▶ _Text extract_:
==================================================

Shortly afterwards, the narrator has a visionary encounter with the spirit of the Northern Lights, an experience that changes her forever. Here, her earth-bound body merges with the ancient element of the sky and she is penetrated by ecstatic lights. Again, her shamanic encounter takes place without the guidance of an Elder in her community. She is isolated both physically on the tundra, and socially by the absence of traditional teachings at her school. She is forced to navigate her emerging spiritual power alone. An impossible feat for a teenager.

The Northern Lights facilitate her transition from girl to woman. The sky has made her a mother. Her body becomes the vessel of spiritual life and two half-human children. In Christian terms, she is the figure of Mother Mary, carrying the children of the Holy Spirit. In her transition to motherhood, she finds guidance from an Elder, Helen. But there are limitations even to Helen’s ability to guide the narrator through this shamanic pregnancy. We are told that “the years of holding back words have eroded her spirit.” Helen speaks Inuktitut and the “babies flutter with contentment.” But the happiness cannot last long. When the children are born, their wild, spiritual natures quickly become uncontrollable.

The Artic sea carries its own mythology. The element of water is personified in the legend of Sedna, who is banished from the land by her father after she becomes pregnant by a shape-shifter. She is given to the sea. Her fingers, cut off by her father, became marine animals. Her long hair contained all the creatures of the sea, which she could withhold from the hunters on the ice, leading to starvation. “The only way to placate her was to send a shaman down to the bottom of the ocean to sing her lullabies,” to console her into releasing the animals from her long, tangled hair.

==================================================

▶ _Supplied records_:
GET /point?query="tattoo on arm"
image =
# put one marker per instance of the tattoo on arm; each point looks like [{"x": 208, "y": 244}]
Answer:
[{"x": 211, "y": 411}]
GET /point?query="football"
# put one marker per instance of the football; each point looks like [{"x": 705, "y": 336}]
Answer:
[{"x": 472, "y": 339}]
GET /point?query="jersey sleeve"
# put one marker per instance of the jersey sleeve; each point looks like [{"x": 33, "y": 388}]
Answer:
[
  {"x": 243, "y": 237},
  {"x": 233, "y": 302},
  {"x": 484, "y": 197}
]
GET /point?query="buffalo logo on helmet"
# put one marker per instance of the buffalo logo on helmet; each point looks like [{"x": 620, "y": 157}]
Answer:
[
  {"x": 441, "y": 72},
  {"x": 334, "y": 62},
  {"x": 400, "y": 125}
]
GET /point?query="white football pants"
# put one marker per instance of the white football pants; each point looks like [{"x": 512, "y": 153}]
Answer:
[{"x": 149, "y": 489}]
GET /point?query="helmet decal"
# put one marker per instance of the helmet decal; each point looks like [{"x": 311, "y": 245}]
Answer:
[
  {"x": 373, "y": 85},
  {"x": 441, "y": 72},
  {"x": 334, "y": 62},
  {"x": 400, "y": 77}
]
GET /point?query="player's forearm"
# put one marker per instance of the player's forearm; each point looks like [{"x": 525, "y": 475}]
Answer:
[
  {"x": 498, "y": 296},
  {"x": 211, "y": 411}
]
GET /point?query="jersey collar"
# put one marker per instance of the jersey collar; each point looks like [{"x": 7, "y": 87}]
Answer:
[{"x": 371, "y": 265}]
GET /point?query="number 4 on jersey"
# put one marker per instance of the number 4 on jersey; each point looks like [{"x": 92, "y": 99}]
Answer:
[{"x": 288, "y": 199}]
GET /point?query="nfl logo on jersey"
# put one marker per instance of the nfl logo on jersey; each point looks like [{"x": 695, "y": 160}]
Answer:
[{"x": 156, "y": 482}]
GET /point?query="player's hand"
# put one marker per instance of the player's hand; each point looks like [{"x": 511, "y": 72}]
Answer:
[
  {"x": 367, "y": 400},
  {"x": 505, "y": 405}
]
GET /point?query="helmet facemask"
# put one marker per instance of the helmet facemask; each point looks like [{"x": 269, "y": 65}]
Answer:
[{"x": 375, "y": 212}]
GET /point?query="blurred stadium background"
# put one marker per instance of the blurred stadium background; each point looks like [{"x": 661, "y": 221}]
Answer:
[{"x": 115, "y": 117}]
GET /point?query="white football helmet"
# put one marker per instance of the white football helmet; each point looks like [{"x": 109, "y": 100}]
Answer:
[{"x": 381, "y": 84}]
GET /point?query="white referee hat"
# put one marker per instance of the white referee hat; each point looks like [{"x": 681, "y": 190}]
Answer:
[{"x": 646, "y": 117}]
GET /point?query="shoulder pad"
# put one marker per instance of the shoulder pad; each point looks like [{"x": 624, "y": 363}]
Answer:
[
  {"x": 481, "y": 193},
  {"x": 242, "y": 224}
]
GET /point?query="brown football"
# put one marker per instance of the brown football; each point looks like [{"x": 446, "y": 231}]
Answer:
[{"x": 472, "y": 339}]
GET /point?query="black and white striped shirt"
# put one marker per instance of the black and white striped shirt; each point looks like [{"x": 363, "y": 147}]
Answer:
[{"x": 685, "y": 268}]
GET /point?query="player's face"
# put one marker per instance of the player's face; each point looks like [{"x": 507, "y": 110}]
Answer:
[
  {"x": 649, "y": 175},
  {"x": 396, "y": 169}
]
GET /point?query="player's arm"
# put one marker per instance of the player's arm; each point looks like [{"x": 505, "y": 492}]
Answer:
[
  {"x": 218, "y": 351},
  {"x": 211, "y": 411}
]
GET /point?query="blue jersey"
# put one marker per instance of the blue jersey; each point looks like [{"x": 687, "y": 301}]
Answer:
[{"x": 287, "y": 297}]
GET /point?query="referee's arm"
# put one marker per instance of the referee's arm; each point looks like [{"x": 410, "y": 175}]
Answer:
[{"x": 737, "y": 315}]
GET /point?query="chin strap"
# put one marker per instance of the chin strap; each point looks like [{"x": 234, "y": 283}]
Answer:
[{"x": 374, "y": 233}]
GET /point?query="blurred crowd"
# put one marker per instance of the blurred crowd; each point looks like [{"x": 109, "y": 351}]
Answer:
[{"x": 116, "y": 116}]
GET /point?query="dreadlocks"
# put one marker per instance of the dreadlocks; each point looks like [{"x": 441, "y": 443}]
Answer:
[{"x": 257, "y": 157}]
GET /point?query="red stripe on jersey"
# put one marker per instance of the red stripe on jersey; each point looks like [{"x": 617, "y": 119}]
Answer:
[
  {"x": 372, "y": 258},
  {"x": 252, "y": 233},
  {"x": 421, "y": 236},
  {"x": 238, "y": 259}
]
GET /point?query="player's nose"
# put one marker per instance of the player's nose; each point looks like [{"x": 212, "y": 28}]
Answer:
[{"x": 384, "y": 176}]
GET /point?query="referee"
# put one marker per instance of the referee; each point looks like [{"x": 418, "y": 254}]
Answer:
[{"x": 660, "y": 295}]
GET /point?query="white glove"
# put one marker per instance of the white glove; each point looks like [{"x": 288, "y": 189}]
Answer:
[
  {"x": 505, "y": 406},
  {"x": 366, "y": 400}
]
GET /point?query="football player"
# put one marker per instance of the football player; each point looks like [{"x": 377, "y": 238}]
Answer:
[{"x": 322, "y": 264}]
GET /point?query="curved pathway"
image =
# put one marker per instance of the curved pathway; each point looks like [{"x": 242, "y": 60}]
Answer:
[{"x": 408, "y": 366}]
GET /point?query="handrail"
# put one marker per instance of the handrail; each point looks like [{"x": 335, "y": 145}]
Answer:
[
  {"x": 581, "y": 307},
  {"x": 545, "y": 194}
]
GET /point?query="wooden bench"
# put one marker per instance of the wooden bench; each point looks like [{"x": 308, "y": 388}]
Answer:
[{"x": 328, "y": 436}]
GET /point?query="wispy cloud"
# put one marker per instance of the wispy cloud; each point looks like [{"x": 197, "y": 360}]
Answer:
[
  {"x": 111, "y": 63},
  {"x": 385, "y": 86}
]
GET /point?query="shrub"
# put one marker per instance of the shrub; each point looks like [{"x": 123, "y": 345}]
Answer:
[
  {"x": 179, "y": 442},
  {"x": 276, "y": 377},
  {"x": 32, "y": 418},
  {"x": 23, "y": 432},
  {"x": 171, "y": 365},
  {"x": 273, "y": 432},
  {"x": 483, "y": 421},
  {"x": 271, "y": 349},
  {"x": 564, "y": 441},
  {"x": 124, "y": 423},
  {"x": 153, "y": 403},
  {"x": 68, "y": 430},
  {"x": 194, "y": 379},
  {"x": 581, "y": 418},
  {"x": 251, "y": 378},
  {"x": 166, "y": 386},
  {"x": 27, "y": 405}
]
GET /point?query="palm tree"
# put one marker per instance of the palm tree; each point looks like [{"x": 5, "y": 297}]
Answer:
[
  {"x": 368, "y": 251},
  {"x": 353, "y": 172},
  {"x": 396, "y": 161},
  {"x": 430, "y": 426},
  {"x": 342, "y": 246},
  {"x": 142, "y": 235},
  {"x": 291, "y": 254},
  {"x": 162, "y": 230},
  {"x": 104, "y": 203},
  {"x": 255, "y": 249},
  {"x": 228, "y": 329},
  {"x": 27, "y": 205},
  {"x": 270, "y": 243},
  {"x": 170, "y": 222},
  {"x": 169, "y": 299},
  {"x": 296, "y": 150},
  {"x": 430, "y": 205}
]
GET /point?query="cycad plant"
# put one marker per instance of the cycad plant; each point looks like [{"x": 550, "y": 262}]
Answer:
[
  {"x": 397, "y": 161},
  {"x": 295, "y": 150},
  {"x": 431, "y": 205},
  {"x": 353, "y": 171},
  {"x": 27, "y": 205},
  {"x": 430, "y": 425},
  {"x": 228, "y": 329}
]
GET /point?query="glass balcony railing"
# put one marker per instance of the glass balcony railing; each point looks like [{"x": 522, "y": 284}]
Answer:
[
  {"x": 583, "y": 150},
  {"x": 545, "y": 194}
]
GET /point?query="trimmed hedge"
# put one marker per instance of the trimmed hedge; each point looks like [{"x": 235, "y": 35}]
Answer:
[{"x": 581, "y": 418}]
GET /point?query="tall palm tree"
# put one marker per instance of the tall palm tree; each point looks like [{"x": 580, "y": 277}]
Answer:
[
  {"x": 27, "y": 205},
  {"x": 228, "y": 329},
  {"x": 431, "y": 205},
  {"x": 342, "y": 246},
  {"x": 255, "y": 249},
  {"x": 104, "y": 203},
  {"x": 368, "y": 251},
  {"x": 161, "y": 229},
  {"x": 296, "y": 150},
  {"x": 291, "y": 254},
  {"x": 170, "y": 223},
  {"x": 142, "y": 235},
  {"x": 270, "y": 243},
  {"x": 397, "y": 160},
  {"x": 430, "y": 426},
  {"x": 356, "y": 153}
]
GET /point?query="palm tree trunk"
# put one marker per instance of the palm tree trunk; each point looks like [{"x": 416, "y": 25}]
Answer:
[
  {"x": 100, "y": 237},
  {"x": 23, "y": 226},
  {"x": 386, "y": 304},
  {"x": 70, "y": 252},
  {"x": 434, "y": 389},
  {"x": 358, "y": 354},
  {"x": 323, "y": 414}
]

==================================================

▶ _Goals_:
1. In the text about the Northern Lights, repeat the passage that begins at the words "Shortly afterwards, the" and stops after the words "for a teenager.".
2. According to the text about the Northern Lights, why does the narrator have to navigate her emerging spiritual power alone? Answer in one to three sentences.

▶ _Results of the tasks_:
1.
Shortly afterwards, the narrator has a visionary encounter with the spirit of the Northern Lights, an experience that changes her forever. Here, her earth-bound body merges with the ancient element of the sky and she is penetrated by ecstatic lights. Again, her shamanic encounter takes place without the guidance of an Elder in her community. She is isolated both physically on the tundra, and socially by the absence of traditional teachings at her school. She is forced to navigate her emerging spiritual power alone. An impossible feat for a teenager.

2. Her encounter with the spirit of the Northern Lights happens without the guidance of an Elder from her community. She is cut off physically, out on the tundra, and socially, because her school offers no traditional teachings.